Domestic Silk Moth

Domestic Silk Moth – Be Gentle, Be Kind

Domestic Silk Moth illustrated by Ravenari


Life and death. Sacrifices. What is your legacy? Be careful what you create doesn’t consume you. Loss and mourning. Grief. You have given away too much of yourself to others. Dependence. Look for those who would protect you. Endless love. Night secrets. Death and its symbolism. Scientific advancement comes with sacrifice. Look to the dark for guidance. Unusually fearless. Women in mythology and folklore. No one is lost forever, but some are lost for now. Be gentle, be kind.


The domestic silk moth (Bombyx mori) is an insect dependent on humans to live, and no longer found in the wild, though it was once native to China. It is known worldwide as the primary source of silk, and vital in sericulture (silk farming). It was originally domesticated from Bombyx mandarina. Sericulture has been practiced in China for at least 5,000 years, and spread to many other countries in the world.

────────────────

> REQUIRED ACTIONS:
1: Reproduce everything from "The domestic silk" down to "in the world." in the silk moth text, switching "China" to "East Asia".
2: Pick up the domestic silk moth text after its final sentence and continue it.

────────────────

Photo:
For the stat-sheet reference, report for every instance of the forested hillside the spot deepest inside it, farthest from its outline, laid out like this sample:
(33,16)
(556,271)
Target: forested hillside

────────────────

> ANSWER SET:
1:
The domestic silk moth (Bombyx mori) is an insect dependent on humans to live, and no longer found in the wild, though it was once native to East Asia. It is known worldwide as the primary source of silk, and vital in sericulture (silk farming). It was originally domesticated from Bombyx mandarina. Sericulture has been practiced in East Asia for at least 5,000 years, and spread to many other countries in the world.

2:
Domestic silk moths have lost their colour pigmentation, the ability to functionally fly overall (with some exceptions), and larva have lost the ability to properly hang off young leaves to feed on them, meaning they are fully dependent on humans to survive. Adult moths may be able to fly briefly, but sustained flight can no longer be achieved because their bodies are too big for their small wings. They have a wingspan of 3-5 centimetres and a white-cream hairy body. Females are 2-3 times bulkier than males. They have reduced mouthparts and don’t feed, though they can be fed with human assistance. Females will die after laying hundreds of eggs. Males need human assistance in finding a mate, and domestic silk moths no longer fear predators. They have evolved tolerance for human presence and handling, and living in crowded conditions.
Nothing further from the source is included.